> [Requisitos do exercício]
1. Qual é a idade da montanha da Chapada dos Veadeiros citada no texto sobre o vício em sucesso?
2. Prolongue o texto sobre o vício em sucesso a partir da última frase apresentada.

> [Texto da página]

Viciados em sucesso

"Nunca conheci quem tivesse levado porrada. Todos os meus amigos têm sido campeões em tudo"
(Álvaro de Campos)


Sabe aquele momento em que você vê seu nome na lista de dispensas da empresa? A hora em que você nota que seu chefe evita olhar nos seus olhos, pois sabe que vai ter que te mandar embora?

Sabe o momento em que o treinador lhe dá o colete de treino do time reserva e você percebe que perdeu a posição e vai sentar no banco no jogo de domingo?

Sabe aquela hora em que você flagra seu pai olhando admirado para um garoto que é muito mais atlético que você? Ou quando você repara discretamente na sua mãe adulando aquele colega seu do colégio que tira notas muito melhores que as suas?

Sabe aquele momento horrível em que uma periguete de vestidinho curto e colado tira a atenção do seu marido na rua?

Você se sente um lixo, não é?

Mas não deveria. A derrota faz parte da vida e ensina muito mais que as vitórias, que só entorpecem o ego e mascaram o que realmente tem valor nessa nossa existência, curta demais se comparada à da montanha de 900 milhões de anos de idade que eu vi na Chapada dos Veadeiros (GO).

Nossa sociedade, desde o nosso primeiro dia de vida, tenta nos viciar em sucesso. Vinte e quatro horas por dia, a TV nos bombardeia com famosos endinheirados, sorridentes e bem resolvidos, numa ficção tão capenga que desafia qualquer intelecto minimamente capacitado.

Todo mundo tem a necessidade de parecer bem diante das câmeras, é a regra. A modelo ou atriz leva um pé na bunda do namorado e, no dia seguinte, se deixa fotografar com seu novo gatão. Diz que está super bem, você acredita nela?

E acredita que aquele artista sumido tem mesmo um novo projeto engatilhado mas ainda não pode revelar qual é?

Então, vamos para a academia malhar, porque todo mundo quer estar em plena forma no dia em que bater as botas.

> [Extrato de dados]
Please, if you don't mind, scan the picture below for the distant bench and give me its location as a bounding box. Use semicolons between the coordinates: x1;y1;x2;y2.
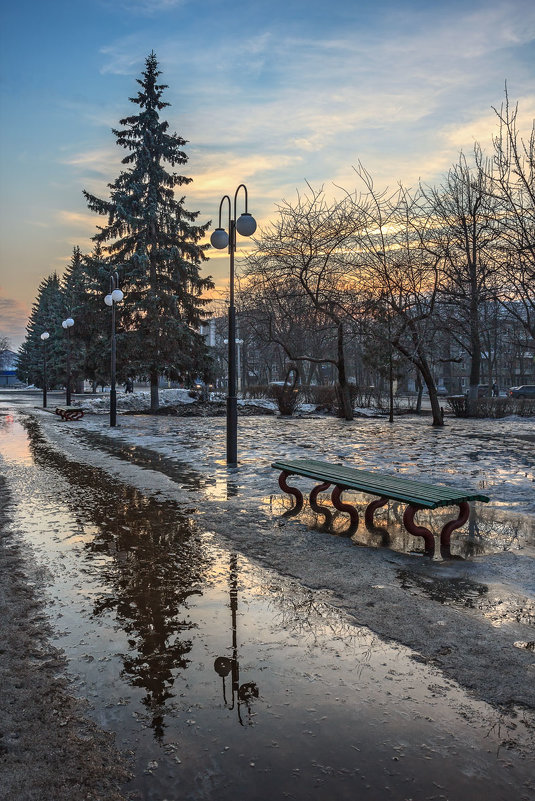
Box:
56;406;84;420
271;459;490;555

> [Respostas do exercício]
1. 900 milhões de anos.

2.
Em nome da vitória que não existe, poluímos o planeta, passamos por cima do nosso semelhante e ignoramos sofrimentos que não sejam os nossos.


Ninguém leva desaforo para casa. Pelo menos uma vez, faça diferente: deixe um desaforo conhecer a sua casa.


Somos doutrinados para a glória e isso, paradoxalmente, está nos levando para o buraco. Pergunte à Whitney Huston e ao Michael Jackson.


Ninguém mais tem estrutura para encarar uma derrota. O jogador que leva um drible desconcertante parte para a agressão ao adversário, achando que foi desrespeitado pelo craque. A mãe cuja filha brigou na escola vai até lá para espancar a aluna rival. Para não perder o emprego, todos contrariam os princípios básicos de fraternidade. "Farinha pouca, meu pirão primeiro" é a ética de mercado.


A ditadura do prazer chega ao extremo de fazer com que adultos abusem sexualmente de crianças. A mídia, que erotiza as crianças precocemente com a conivência de muitos pais, chama pedófilos de monstros, porque, se disser que são pessoas como nós, pode doer na consciência.


E, se não há dinheiro para comprar, rouba-se.


Crimes racistas são noticiados todos os dias. Nos tornamos tão gado que o boi malhado não tolera a companhia do boi preto no mesmo pasto. Tudo que precisamos é fazer parte de um rebanho monocromático, que consome o mesmo capim industrializado todos os dias. E, se não é a cor da pele, é a cor da camisa de time de futebol. Ou então a opção sexual. Tudo é motivo para bater ou até matar.


Todos querem a supremacia.


Não é à toa essa epidemia de crack. Eles estão lá, no meio do esgoto e das ratazanas, sujos e doentes, mas a sensação química interior é de euforia. O crack é a droga da moda porque fomos todos educados para nos sentirmos os donos do mundo.


E quem não fuma a pedra, provavelmente está comendo demais, ou fazendo sexo compulsivamente, ou rezando nas raias do fanatismo para que Deus lhe dê "prosperidade".


Não eduque seu filho para vencer.


Eduque-o para perder. Ensine-o a conviver com as derrotas.


Porque é com elas que se aprende como não se deve ser.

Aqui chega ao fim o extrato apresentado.